◆ **WHAT TO DO**
Present every line of the records as a numbered list, leaving out any blank lines.

Location labeling records:
----------
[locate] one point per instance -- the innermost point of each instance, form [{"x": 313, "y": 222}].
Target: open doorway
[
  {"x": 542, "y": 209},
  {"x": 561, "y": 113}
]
----------
◆ **EXPECTED ANSWER**
1. [locate] one point per instance -- the innermost point of each instance, form [{"x": 313, "y": 222}].
2. Target: open doorway
3. [
4.   {"x": 542, "y": 209},
5.   {"x": 561, "y": 113}
6. ]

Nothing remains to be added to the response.